Le communisme de marché

Le jeudi 2 décembre 1999.

Après treize ans de candidature infructueuse, la Chine est en passe d’adhérer à l’OMC, l’Organisation Mondiale du Commerce qui à pris la suite le 1er janvier 1995 du GATT ­ l’Accord Général sur les tarifs douaniers, né au lendemain de la deuxième guerre mondiale à l’initiative des États-Unis ­ et dont le champ d’application dépassé le simple commerce des marchandises initial, pour s’étendre aussi aux biens et aux services ainsi qu’aux droits de la propriété intellectuelle ; bref tout échange est désormais marchandisé.

Ce 15 novembre après cinq jours d’intenses tractations menées à Pékin, un accord bilatéral a en effet été signé entre négociateurs chinois et américains. Au terme de cet accord, la Chine s’engage a abaisser le niveau moyen de ses droits de douane de 22 a 17 %, avec des baisses spectaculaires dans certains secteurs, comme l’automobile qui passera en cinq ans de 100 % a 25 %, et le secteur agricole, domaine sensible s’il en est puisque la paysannerie est encore majoritaire dans le pays et est un des piliers sur lesquels s’appuie le régime communiste pour avoir été la première bénéficiaire des réformes économiques lancées il y a vingt ans par Deng Xiaoping, est également concerné.

Données extraites d’une collection
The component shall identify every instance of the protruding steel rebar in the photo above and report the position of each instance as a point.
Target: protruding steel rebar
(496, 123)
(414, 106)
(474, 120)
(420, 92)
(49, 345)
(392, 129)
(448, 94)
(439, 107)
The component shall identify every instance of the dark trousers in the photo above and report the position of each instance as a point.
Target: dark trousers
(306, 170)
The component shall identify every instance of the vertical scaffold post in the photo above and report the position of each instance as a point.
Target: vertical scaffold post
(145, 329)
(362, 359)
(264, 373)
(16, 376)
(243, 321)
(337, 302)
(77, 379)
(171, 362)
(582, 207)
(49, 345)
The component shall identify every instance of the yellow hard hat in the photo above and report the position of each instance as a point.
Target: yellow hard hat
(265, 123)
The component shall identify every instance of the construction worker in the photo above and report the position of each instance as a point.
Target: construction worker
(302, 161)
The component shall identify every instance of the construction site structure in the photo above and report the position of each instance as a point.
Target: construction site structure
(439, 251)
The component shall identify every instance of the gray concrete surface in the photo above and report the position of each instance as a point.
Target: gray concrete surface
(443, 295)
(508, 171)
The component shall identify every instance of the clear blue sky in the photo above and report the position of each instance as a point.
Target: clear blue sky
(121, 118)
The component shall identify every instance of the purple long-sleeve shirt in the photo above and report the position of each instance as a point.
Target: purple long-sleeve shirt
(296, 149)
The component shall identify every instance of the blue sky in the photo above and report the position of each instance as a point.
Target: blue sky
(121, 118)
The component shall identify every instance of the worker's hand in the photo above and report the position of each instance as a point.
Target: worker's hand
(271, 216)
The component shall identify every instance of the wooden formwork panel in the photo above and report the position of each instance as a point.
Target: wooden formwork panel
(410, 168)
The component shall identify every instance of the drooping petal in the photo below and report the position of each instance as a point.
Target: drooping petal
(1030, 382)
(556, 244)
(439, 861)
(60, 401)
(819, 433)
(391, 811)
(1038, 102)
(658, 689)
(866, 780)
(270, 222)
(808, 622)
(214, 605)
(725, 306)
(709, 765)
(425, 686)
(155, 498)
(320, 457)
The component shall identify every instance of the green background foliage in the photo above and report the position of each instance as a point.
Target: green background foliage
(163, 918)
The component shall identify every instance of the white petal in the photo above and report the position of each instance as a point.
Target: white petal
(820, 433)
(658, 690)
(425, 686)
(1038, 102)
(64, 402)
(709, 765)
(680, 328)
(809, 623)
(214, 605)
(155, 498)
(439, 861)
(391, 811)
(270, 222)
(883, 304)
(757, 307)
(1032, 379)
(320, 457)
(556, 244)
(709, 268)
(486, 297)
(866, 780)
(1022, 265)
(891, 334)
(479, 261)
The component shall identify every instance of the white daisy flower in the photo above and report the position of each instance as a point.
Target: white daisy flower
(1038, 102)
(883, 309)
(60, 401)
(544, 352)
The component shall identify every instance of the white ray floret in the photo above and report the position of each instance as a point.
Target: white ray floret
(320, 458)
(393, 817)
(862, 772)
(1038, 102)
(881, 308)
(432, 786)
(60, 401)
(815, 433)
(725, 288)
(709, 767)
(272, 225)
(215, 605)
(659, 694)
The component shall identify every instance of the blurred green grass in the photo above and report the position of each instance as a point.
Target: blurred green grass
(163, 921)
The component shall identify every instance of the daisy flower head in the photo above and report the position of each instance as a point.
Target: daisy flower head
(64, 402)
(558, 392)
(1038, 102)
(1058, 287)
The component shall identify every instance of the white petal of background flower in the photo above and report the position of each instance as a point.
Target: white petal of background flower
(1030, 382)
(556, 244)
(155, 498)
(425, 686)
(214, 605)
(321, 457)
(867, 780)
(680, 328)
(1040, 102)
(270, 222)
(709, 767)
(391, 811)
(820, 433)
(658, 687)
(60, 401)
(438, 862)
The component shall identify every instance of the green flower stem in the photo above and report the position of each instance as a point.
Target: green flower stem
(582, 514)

CONSIGNE 1 ▸ Recopiez le texte sur l’adhésion de la Chine à l’OMC de « Le jeudi 2 décembre » à « est désormais marchandisé. », en renommant « la deuxième guerre mondiale » en « la Seconde Guerre mondiale ».
CONSIGNE 2 ▸
Répondez aux questions suivantes à partir du texte sur l’adhésion de la Chine à l’OMC.
(a) À quelle date l’OMC a-t-elle pris la suite du GATT ?
(b) Combien de jours ont duré les tractations menées à Pékin ?
(c) À quel niveau moyen la Chine s’engage-t-elle à abaisser ses droits de douane ?

RÉSULTAT 1 ▸
Le jeudi 2 décembre 1999.

Après treize ans de candidature infructueuse, la Chine est en passe d’adhérer à l’OMC, l’Organisation Mondiale du Commerce qui à pris la suite le 1er janvier 1995 du GATT ­ l’Accord Général sur les tarifs douaniers, né au lendemain de la Seconde Guerre mondiale à l’initiative des États-Unis ­ et dont le champ d’application dépassé le simple commerce des marchandises initial, pour s’étendre aussi aux biens et aux services ainsi qu’aux droits de la propriété intellectuelle ; bref tout échange est désormais marchandisé.

RÉSULTAT 2 ▸
(a) Le 1er janvier 1995.
(b) Cinq jours.
(c) De 22 à 17 %.